DESCRIPTION OF THE TASK ▸ Go line by line through the data and copy those with the word "branch".

-- INFORMATION SHOWN follows --

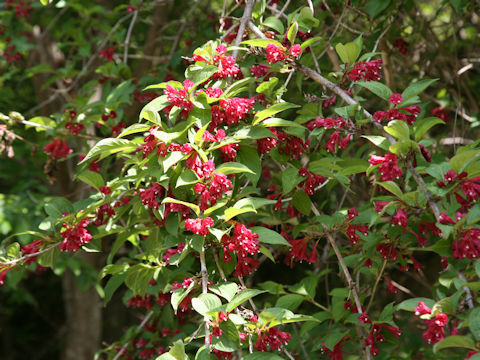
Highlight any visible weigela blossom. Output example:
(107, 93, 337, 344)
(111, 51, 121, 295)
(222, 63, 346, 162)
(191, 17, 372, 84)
(99, 46, 116, 62)
(392, 207, 408, 227)
(368, 153, 403, 181)
(139, 182, 165, 209)
(438, 212, 455, 225)
(94, 204, 115, 226)
(164, 79, 194, 112)
(347, 59, 382, 82)
(251, 64, 270, 78)
(388, 93, 403, 105)
(111, 121, 126, 137)
(193, 44, 241, 80)
(21, 239, 43, 264)
(432, 106, 450, 123)
(373, 105, 420, 125)
(254, 326, 291, 352)
(265, 43, 287, 63)
(59, 218, 92, 252)
(257, 128, 278, 154)
(222, 224, 260, 276)
(284, 237, 319, 266)
(289, 44, 302, 57)
(184, 217, 214, 236)
(298, 168, 325, 195)
(277, 132, 310, 159)
(218, 97, 255, 125)
(451, 228, 480, 259)
(345, 208, 369, 244)
(44, 138, 73, 158)
(65, 122, 84, 135)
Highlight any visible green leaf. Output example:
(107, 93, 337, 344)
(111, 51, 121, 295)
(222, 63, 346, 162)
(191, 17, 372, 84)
(226, 289, 265, 312)
(379, 302, 395, 322)
(282, 167, 302, 194)
(231, 125, 274, 139)
(140, 95, 170, 124)
(469, 308, 480, 340)
(262, 17, 284, 34)
(256, 77, 278, 94)
(450, 149, 480, 174)
(250, 226, 291, 246)
(192, 293, 222, 316)
(37, 247, 60, 268)
(176, 169, 199, 188)
(384, 120, 410, 141)
(80, 138, 138, 164)
(253, 102, 300, 125)
(240, 39, 284, 48)
(335, 42, 361, 64)
(259, 245, 275, 263)
(234, 198, 277, 209)
(185, 65, 218, 86)
(355, 81, 392, 101)
(292, 190, 312, 215)
(377, 181, 404, 198)
(224, 207, 256, 221)
(77, 171, 104, 189)
(401, 79, 438, 103)
(118, 123, 151, 138)
(124, 264, 157, 296)
(215, 162, 255, 175)
(261, 118, 304, 129)
(156, 340, 188, 360)
(237, 146, 261, 186)
(26, 116, 55, 131)
(396, 297, 435, 311)
(209, 282, 238, 302)
(287, 22, 298, 46)
(162, 151, 185, 172)
(414, 117, 445, 141)
(323, 331, 350, 351)
(365, 0, 391, 19)
(275, 294, 305, 311)
(362, 135, 390, 151)
(171, 281, 196, 313)
(45, 197, 74, 218)
(433, 335, 477, 353)
(162, 197, 200, 216)
(300, 36, 323, 50)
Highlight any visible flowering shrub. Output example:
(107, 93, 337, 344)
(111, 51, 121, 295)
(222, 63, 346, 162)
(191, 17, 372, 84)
(0, 1, 479, 360)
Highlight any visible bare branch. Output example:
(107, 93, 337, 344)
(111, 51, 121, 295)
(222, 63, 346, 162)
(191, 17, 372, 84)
(232, 0, 256, 60)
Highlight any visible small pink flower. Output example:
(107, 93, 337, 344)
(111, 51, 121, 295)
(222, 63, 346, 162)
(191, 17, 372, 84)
(439, 212, 456, 225)
(388, 93, 403, 105)
(289, 44, 302, 57)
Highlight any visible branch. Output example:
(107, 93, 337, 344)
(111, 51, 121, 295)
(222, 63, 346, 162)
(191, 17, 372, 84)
(232, 0, 256, 60)
(0, 242, 60, 267)
(112, 310, 154, 360)
(200, 248, 211, 350)
(366, 259, 387, 313)
(123, 1, 142, 64)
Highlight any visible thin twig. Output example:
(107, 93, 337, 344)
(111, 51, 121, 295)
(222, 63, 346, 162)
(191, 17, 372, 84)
(0, 243, 60, 267)
(213, 249, 227, 281)
(200, 248, 211, 350)
(366, 259, 387, 312)
(112, 311, 154, 360)
(293, 323, 310, 360)
(168, 0, 201, 61)
(275, 0, 291, 19)
(459, 272, 474, 309)
(123, 1, 141, 64)
(232, 0, 256, 60)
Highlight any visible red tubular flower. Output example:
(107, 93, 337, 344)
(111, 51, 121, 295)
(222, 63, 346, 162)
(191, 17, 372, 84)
(388, 93, 403, 105)
(184, 217, 214, 236)
(347, 59, 382, 82)
(164, 79, 194, 112)
(99, 46, 116, 61)
(414, 301, 431, 316)
(265, 43, 286, 63)
(392, 207, 408, 227)
(369, 153, 403, 181)
(44, 138, 73, 158)
(59, 218, 92, 252)
(139, 182, 165, 209)
(438, 212, 456, 225)
(222, 224, 260, 276)
(21, 239, 43, 264)
(289, 44, 302, 57)
(250, 64, 270, 78)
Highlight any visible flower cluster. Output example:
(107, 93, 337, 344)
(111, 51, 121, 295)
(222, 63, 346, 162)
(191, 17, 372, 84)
(298, 167, 325, 195)
(256, 128, 278, 154)
(373, 104, 420, 125)
(94, 204, 115, 226)
(251, 64, 270, 78)
(99, 46, 115, 62)
(139, 182, 165, 210)
(59, 218, 92, 252)
(195, 172, 233, 211)
(193, 44, 241, 80)
(44, 138, 73, 158)
(21, 239, 43, 264)
(368, 153, 403, 181)
(347, 59, 382, 82)
(321, 337, 346, 360)
(222, 224, 260, 276)
(264, 43, 302, 64)
(365, 324, 402, 356)
(211, 97, 255, 127)
(65, 122, 84, 135)
(136, 126, 168, 158)
(284, 236, 318, 266)
(254, 326, 292, 351)
(277, 131, 310, 159)
(164, 79, 194, 113)
(184, 217, 214, 236)
(414, 301, 448, 344)
(345, 208, 369, 244)
(452, 228, 480, 259)
(306, 116, 351, 153)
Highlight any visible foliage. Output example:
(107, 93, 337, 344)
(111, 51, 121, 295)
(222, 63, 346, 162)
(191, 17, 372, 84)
(1, 0, 480, 359)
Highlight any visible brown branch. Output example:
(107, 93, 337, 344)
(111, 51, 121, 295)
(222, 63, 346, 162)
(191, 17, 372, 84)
(112, 311, 154, 360)
(123, 1, 142, 64)
(200, 248, 211, 350)
(0, 243, 60, 267)
(232, 0, 256, 60)
(366, 259, 387, 313)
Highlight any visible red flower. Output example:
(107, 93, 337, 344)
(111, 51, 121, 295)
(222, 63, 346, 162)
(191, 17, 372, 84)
(44, 138, 73, 158)
(388, 93, 403, 105)
(289, 44, 302, 57)
(99, 46, 116, 62)
(347, 59, 382, 82)
(59, 218, 92, 252)
(265, 43, 286, 63)
(184, 217, 214, 236)
(438, 212, 455, 225)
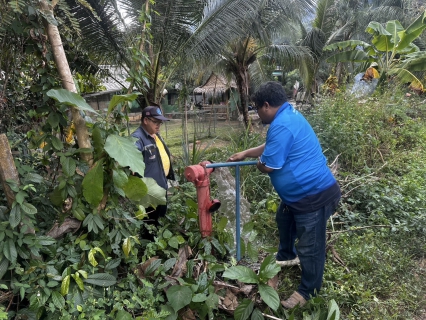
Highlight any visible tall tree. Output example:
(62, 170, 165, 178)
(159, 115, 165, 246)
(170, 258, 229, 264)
(55, 0, 316, 126)
(39, 0, 93, 164)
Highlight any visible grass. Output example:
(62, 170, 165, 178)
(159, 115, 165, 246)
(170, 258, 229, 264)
(134, 94, 426, 319)
(130, 118, 263, 158)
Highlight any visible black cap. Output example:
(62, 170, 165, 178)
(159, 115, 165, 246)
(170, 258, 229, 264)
(142, 106, 169, 121)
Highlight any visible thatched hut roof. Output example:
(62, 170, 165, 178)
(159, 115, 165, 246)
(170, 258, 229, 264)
(193, 73, 236, 94)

-- INFORMATION SHOWN concluded --

EXPECTED ANSWER ▸
Highlight any visible bare branch. Output example:
Highlight any visible branch. Output example:
Highlight any visible brown branch. Output example:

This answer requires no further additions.